■ **Exercise details**: Pull out every line of the material that contains the word "paper" and copy each one.
+===+
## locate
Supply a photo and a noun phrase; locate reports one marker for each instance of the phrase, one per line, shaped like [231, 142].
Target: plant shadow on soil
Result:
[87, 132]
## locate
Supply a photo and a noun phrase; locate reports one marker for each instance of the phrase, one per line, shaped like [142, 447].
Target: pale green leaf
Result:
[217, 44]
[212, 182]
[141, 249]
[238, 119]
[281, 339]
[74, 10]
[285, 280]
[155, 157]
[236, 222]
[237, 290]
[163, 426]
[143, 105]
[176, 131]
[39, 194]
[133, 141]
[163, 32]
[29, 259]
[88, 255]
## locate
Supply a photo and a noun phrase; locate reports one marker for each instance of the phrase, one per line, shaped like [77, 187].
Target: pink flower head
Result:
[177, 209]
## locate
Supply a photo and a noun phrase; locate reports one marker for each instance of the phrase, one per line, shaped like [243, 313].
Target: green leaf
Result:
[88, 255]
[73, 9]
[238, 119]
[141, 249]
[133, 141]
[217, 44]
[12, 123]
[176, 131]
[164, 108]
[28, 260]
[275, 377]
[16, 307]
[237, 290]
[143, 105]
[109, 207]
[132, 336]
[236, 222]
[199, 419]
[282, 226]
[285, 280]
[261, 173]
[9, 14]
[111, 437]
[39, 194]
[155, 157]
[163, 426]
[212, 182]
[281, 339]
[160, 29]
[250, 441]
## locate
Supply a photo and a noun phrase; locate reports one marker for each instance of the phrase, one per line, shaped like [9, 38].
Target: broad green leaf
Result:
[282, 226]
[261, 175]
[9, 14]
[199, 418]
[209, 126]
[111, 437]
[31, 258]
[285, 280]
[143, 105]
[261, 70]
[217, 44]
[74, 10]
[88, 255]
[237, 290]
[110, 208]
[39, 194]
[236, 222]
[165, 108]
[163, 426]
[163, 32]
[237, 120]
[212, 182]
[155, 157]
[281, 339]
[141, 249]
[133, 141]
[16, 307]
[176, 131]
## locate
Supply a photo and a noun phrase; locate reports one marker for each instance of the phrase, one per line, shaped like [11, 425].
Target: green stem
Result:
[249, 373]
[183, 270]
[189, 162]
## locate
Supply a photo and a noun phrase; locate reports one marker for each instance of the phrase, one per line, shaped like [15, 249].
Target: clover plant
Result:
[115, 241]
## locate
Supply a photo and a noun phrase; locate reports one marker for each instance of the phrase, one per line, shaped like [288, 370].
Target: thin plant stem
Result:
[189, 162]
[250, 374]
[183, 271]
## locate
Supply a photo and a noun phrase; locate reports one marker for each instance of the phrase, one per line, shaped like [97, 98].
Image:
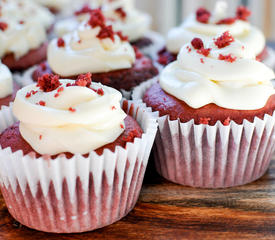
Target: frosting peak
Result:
[93, 47]
[206, 25]
[222, 71]
[55, 114]
[6, 84]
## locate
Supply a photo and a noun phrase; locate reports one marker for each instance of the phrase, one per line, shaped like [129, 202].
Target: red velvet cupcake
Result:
[75, 161]
[94, 47]
[124, 17]
[206, 25]
[216, 115]
[23, 33]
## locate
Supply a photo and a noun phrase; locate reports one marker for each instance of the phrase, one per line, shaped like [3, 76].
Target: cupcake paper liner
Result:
[78, 194]
[270, 60]
[212, 156]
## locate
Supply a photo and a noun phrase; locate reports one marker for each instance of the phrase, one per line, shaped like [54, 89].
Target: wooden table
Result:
[169, 211]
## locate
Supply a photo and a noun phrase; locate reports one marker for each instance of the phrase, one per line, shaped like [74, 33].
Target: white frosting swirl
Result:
[53, 129]
[135, 25]
[6, 83]
[55, 4]
[85, 52]
[198, 80]
[249, 35]
[27, 26]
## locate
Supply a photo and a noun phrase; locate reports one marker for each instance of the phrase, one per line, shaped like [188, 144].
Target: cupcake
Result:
[95, 47]
[216, 114]
[206, 25]
[124, 17]
[75, 161]
[8, 88]
[23, 33]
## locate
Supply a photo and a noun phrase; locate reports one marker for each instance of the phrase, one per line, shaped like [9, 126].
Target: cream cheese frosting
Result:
[6, 83]
[85, 52]
[79, 120]
[26, 25]
[249, 35]
[55, 4]
[229, 77]
[134, 24]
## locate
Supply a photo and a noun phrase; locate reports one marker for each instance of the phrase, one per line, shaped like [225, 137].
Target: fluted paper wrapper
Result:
[78, 194]
[212, 156]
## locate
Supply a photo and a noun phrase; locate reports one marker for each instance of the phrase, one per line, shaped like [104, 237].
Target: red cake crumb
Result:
[106, 32]
[227, 58]
[243, 13]
[84, 10]
[60, 42]
[227, 21]
[48, 82]
[203, 15]
[3, 26]
[97, 19]
[227, 121]
[72, 109]
[120, 11]
[84, 80]
[225, 40]
[204, 121]
[197, 43]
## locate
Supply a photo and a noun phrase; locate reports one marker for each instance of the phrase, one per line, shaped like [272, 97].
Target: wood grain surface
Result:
[169, 211]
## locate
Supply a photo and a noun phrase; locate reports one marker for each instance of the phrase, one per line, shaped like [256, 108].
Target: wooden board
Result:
[169, 211]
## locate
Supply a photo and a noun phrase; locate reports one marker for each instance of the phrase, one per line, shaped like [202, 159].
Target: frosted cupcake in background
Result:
[216, 114]
[23, 33]
[8, 87]
[206, 25]
[75, 161]
[124, 17]
[95, 47]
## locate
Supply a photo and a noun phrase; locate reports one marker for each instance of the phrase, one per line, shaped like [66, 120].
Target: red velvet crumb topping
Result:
[243, 13]
[3, 26]
[120, 11]
[60, 42]
[97, 19]
[204, 120]
[225, 40]
[106, 32]
[48, 82]
[227, 121]
[227, 58]
[203, 15]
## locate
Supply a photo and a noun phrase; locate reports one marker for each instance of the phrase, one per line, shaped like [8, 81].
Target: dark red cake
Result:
[126, 79]
[167, 104]
[33, 57]
[7, 100]
[11, 137]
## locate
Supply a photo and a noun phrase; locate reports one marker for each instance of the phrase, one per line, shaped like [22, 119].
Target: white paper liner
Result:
[270, 60]
[212, 156]
[78, 194]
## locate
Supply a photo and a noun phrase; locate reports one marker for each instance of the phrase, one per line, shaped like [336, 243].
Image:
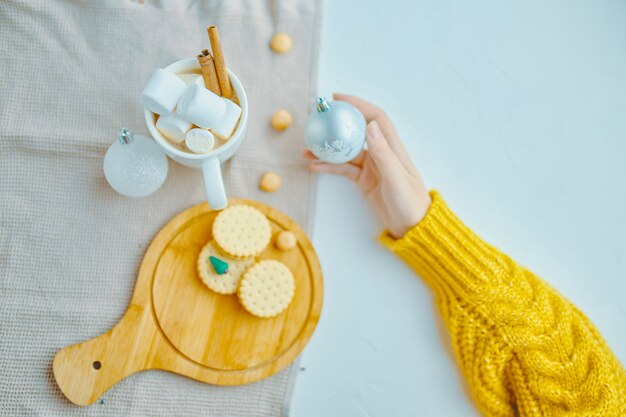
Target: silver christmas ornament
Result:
[135, 166]
[335, 131]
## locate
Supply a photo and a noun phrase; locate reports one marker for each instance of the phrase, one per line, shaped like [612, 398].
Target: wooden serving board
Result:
[175, 323]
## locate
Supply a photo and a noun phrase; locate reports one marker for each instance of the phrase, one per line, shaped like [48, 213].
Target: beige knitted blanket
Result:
[70, 77]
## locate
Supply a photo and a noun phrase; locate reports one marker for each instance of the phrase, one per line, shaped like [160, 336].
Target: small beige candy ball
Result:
[270, 182]
[281, 120]
[280, 43]
[285, 240]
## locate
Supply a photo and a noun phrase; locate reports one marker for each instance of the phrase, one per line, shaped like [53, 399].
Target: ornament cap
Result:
[126, 136]
[321, 104]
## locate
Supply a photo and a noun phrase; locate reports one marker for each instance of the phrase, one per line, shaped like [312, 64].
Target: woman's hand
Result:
[384, 172]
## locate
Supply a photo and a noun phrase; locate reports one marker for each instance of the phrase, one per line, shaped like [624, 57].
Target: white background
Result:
[516, 111]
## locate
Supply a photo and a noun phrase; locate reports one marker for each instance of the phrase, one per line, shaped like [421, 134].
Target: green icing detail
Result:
[219, 266]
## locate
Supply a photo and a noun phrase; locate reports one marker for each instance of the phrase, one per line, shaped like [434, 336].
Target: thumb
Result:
[377, 146]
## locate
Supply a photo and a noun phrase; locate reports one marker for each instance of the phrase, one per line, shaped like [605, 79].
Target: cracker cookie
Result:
[241, 231]
[227, 282]
[266, 288]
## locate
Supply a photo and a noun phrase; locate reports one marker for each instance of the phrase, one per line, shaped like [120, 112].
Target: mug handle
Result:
[214, 184]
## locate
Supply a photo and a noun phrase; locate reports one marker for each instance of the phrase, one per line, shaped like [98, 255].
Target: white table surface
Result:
[516, 111]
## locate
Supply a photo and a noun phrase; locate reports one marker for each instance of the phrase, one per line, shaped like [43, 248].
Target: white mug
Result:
[209, 162]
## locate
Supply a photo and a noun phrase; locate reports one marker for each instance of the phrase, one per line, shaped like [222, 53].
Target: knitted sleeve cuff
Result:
[446, 252]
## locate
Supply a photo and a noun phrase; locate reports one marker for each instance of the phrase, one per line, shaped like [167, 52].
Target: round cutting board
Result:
[176, 323]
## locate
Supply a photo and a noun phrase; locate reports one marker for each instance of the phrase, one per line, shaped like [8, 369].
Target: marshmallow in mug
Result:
[162, 92]
[224, 128]
[173, 127]
[192, 79]
[200, 106]
[199, 140]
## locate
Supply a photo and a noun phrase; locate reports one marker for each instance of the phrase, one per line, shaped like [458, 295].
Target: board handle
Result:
[87, 370]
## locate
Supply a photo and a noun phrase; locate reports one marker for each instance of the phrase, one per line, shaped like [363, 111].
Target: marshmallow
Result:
[200, 106]
[199, 140]
[226, 125]
[162, 92]
[173, 127]
[192, 79]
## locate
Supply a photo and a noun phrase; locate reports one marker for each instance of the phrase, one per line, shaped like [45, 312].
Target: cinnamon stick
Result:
[220, 65]
[207, 66]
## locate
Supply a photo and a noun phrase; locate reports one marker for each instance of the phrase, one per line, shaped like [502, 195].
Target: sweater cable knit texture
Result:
[523, 348]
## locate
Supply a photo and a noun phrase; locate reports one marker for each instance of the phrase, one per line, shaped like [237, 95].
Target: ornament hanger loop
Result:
[126, 136]
[322, 104]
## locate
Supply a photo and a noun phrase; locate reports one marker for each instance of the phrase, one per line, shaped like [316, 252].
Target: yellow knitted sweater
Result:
[523, 348]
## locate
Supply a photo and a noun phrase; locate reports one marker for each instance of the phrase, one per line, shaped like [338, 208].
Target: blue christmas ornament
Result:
[335, 131]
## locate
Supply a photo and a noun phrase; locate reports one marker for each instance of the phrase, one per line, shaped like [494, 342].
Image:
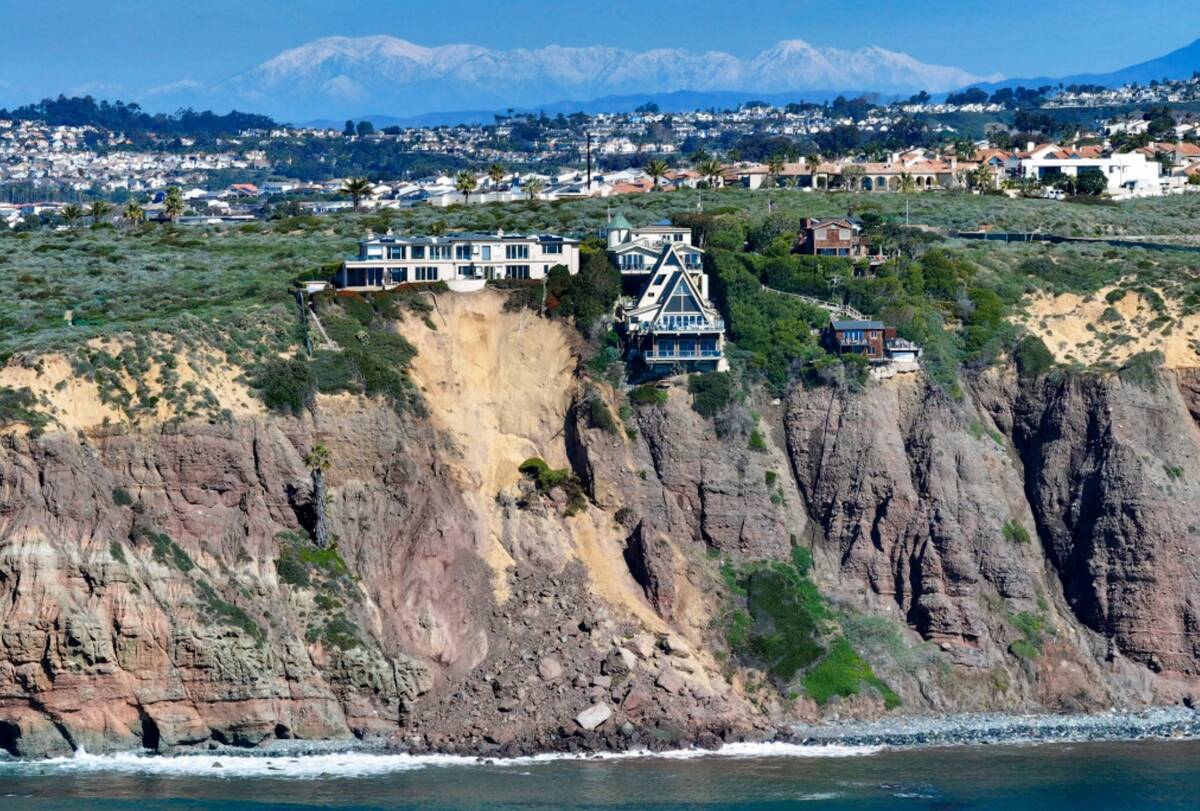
+===+
■ **Written reply**:
Target: cupcake paper liner
Target: fluted paper wrapper
Target: white paper liner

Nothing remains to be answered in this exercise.